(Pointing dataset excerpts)
----

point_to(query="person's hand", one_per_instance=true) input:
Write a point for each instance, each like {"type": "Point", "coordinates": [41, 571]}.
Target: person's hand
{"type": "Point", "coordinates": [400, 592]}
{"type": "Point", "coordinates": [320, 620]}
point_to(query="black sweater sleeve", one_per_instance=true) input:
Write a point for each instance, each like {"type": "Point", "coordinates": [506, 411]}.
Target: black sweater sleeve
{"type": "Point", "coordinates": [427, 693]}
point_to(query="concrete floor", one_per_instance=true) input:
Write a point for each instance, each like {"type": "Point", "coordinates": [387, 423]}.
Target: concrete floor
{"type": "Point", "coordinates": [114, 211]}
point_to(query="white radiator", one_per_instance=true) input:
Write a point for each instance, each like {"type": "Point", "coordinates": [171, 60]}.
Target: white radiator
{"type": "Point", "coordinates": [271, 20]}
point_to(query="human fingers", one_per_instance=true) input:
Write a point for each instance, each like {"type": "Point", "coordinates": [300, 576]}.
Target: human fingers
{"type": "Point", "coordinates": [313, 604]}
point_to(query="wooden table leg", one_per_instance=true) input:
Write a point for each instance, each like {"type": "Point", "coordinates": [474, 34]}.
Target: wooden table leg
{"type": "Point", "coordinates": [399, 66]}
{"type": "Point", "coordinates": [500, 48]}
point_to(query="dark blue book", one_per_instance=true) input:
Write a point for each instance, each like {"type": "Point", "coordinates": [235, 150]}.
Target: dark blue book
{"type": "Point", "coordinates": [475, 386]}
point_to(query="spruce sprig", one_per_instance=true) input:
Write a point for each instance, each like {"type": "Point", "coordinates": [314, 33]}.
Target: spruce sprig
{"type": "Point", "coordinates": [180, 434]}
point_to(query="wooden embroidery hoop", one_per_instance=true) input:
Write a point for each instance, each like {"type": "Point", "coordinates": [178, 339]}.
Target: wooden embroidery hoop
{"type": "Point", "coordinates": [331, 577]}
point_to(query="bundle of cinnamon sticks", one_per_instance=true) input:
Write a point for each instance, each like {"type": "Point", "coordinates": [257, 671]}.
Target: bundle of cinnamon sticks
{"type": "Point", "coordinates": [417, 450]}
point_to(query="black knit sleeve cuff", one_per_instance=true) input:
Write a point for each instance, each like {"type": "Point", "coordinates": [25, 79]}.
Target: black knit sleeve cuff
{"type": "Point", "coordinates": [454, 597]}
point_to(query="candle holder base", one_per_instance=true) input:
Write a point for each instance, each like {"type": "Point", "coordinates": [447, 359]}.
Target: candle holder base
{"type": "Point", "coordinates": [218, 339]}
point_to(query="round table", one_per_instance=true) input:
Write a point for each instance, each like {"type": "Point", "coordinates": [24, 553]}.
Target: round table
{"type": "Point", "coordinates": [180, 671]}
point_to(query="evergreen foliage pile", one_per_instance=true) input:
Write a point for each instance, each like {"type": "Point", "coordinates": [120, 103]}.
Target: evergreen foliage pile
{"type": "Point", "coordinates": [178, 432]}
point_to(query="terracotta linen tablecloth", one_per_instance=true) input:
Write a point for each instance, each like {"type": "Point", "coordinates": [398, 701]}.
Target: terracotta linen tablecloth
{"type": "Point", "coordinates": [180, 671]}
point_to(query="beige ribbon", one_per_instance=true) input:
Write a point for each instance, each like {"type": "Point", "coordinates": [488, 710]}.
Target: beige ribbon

----

→ **WHAT YOU SHOULD DO**
Transcribe every entry word for word.

→ **TASK RESPONSE**
point_to(query="person's hand", one_per_instance=true) input:
Write a point for each instance, each like {"type": "Point", "coordinates": [41, 571]}.
Target: person's hand
{"type": "Point", "coordinates": [400, 592]}
{"type": "Point", "coordinates": [320, 620]}
point_to(query="black sweater sleeve", one_per_instance=true) input:
Write a point for each instance, each like {"type": "Point", "coordinates": [506, 411]}.
Target: black sweater sleeve
{"type": "Point", "coordinates": [427, 693]}
point_to(query="concrete floor", one_per_instance=true) input:
Write a point for each instance, each like {"type": "Point", "coordinates": [387, 423]}.
Target: concrete floor
{"type": "Point", "coordinates": [114, 211]}
point_to(query="white radiator", one_per_instance=true) input:
Write a point for each instance, each like {"type": "Point", "coordinates": [171, 60]}.
Target: white radiator
{"type": "Point", "coordinates": [271, 20]}
point_to(query="human fingers", one_per_instance=true) input:
Write a point for each instance, each like {"type": "Point", "coordinates": [300, 576]}.
Target: human fingers
{"type": "Point", "coordinates": [313, 604]}
point_to(query="wooden table leg", one_per_instance=true) input:
Write a point for each instance, each like {"type": "Point", "coordinates": [474, 34]}.
Target: wooden table leg
{"type": "Point", "coordinates": [399, 66]}
{"type": "Point", "coordinates": [500, 48]}
point_to(query="dark blue book", one_per_instance=true) input:
Write a point for each instance, each like {"type": "Point", "coordinates": [235, 150]}.
Target: dark blue book
{"type": "Point", "coordinates": [475, 386]}
point_to(query="spruce sprig", one_per_instance=true) input:
Write a point for each instance, each like {"type": "Point", "coordinates": [314, 33]}.
Target: spruce sprig
{"type": "Point", "coordinates": [180, 434]}
point_to(query="wooden embroidery hoop", one_per_instance=true) input:
Write a point for each instance, each like {"type": "Point", "coordinates": [178, 339]}.
Target: wooden embroidery hoop
{"type": "Point", "coordinates": [331, 577]}
point_to(query="bundle of cinnamon sticks", one_per_instance=true) input:
Write a point for each instance, each like {"type": "Point", "coordinates": [257, 671]}.
Target: bundle of cinnamon sticks
{"type": "Point", "coordinates": [417, 450]}
point_to(query="black knit sleeve cuff", one_per_instance=true) input:
Write a point for each instance, each like {"type": "Point", "coordinates": [25, 79]}.
Target: black knit sleeve cuff
{"type": "Point", "coordinates": [454, 597]}
point_to(query="candle holder base", one_per_instance=true) input:
Write a point for each instance, each like {"type": "Point", "coordinates": [447, 359]}.
Target: candle holder base
{"type": "Point", "coordinates": [218, 339]}
point_to(query="round table", one_per_instance=true) input:
Write a point for each instance, each like {"type": "Point", "coordinates": [24, 553]}.
Target: round table
{"type": "Point", "coordinates": [180, 671]}
point_to(query="evergreen foliage pile", one_per_instance=true) input:
Write a point for each instance, each like {"type": "Point", "coordinates": [120, 103]}.
Target: evergreen foliage pile
{"type": "Point", "coordinates": [178, 432]}
point_to(query="terracotta linen tablecloth", one_per_instance=true) input:
Write a point for each instance, each like {"type": "Point", "coordinates": [398, 701]}.
Target: terracotta linen tablecloth
{"type": "Point", "coordinates": [180, 671]}
point_to(query="beige ribbon", one_per_instance=true) input:
Write a point for each instance, each like {"type": "Point", "coordinates": [488, 710]}.
Target: beige ribbon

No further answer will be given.